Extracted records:
◇ ◇ ◇ ◇

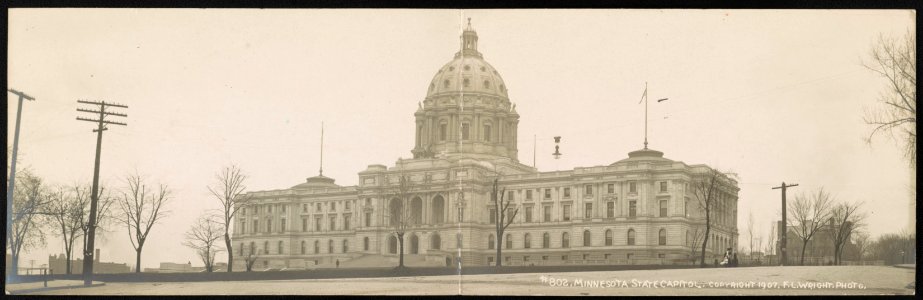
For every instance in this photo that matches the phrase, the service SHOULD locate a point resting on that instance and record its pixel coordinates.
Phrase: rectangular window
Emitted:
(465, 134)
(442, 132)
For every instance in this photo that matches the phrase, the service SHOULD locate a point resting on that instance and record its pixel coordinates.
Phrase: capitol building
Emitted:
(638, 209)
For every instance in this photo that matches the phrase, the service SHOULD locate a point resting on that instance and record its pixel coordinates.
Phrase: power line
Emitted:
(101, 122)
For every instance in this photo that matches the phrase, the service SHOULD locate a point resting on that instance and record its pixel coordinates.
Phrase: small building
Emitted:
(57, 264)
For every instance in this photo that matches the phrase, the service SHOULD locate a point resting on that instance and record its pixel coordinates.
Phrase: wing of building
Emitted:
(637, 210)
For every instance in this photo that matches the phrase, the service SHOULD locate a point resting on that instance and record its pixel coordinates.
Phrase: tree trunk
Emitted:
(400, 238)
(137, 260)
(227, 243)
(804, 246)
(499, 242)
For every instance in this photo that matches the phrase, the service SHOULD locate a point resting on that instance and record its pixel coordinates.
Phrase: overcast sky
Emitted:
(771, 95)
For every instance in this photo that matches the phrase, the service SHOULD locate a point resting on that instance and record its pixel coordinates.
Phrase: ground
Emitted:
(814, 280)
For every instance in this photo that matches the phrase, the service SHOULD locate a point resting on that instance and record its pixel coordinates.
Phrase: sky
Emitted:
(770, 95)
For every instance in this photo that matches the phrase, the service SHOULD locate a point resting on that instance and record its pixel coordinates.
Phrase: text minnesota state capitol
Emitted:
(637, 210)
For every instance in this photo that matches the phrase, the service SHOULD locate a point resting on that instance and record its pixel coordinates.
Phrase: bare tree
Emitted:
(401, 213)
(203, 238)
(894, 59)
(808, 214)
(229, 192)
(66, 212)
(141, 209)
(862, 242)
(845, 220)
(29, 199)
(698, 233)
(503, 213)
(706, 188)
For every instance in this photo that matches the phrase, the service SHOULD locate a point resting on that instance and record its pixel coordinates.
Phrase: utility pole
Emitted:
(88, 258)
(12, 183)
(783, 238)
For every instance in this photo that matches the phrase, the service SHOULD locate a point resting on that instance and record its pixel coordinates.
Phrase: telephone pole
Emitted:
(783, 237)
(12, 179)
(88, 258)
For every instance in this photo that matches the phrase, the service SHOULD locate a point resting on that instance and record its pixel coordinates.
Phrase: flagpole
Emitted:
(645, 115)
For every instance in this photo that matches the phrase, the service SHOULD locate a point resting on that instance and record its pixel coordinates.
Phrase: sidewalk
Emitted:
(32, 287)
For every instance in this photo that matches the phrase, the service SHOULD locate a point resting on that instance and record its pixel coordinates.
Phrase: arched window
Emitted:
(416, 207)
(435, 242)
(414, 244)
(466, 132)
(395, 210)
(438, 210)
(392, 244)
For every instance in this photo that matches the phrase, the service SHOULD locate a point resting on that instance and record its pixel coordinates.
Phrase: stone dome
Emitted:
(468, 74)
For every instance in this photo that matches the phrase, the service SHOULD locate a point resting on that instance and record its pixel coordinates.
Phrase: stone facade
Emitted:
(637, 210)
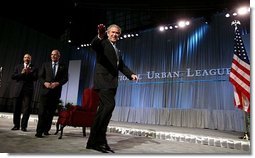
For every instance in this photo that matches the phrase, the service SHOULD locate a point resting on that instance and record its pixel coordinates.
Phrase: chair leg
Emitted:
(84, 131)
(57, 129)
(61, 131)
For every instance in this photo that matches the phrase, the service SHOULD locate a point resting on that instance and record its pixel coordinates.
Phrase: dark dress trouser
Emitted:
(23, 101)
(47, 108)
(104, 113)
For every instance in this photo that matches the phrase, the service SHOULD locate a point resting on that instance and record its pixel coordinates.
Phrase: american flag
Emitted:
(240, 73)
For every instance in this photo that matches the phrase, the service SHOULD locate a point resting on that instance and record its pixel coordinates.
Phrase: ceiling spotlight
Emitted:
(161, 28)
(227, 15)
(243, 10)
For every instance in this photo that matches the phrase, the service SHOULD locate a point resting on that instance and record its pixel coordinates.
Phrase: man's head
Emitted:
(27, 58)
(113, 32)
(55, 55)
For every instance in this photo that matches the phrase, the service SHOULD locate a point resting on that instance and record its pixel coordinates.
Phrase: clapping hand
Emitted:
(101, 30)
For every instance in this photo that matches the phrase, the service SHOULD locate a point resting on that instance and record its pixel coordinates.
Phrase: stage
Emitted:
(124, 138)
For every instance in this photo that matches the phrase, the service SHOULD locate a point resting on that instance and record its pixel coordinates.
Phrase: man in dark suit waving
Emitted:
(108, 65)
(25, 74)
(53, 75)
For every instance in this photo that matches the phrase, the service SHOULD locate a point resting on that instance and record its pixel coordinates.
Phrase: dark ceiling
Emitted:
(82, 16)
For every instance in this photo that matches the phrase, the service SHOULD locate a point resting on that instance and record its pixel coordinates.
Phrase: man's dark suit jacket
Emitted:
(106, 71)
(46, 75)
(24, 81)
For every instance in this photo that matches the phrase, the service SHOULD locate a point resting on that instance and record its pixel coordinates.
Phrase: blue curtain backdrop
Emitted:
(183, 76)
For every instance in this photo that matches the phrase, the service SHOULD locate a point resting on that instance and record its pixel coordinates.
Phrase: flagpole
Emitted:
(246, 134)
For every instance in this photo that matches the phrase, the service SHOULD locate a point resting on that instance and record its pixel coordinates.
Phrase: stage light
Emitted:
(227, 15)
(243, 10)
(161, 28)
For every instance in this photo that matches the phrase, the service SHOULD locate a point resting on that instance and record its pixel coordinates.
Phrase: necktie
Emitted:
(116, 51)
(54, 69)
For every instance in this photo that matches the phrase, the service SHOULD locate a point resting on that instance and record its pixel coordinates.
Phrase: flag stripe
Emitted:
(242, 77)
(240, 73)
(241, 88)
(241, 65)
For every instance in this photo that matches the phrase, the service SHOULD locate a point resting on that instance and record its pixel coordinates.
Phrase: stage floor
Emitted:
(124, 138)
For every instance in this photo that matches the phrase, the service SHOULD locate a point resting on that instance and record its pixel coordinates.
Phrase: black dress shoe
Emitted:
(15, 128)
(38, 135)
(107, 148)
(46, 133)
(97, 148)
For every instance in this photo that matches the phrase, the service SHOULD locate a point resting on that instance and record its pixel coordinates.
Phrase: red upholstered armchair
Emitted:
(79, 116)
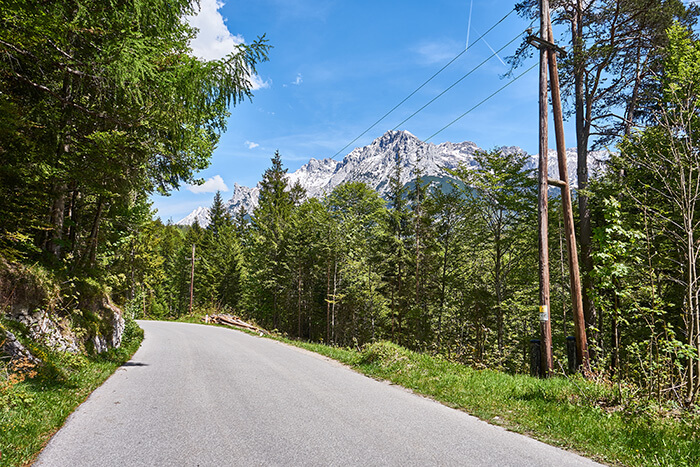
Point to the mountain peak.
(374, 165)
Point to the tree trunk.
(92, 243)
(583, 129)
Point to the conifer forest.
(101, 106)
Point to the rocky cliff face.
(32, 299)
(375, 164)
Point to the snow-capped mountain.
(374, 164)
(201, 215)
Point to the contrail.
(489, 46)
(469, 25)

◇ ◇ ◇ ◇

# [YOUR ASSIGNMENT]
Filter the entries above and keep only the lines with the word "capitol".

# [ANSWER TO THIS EXERCISE]
Phrase: capitol building
Phrase: text minnesota state capitol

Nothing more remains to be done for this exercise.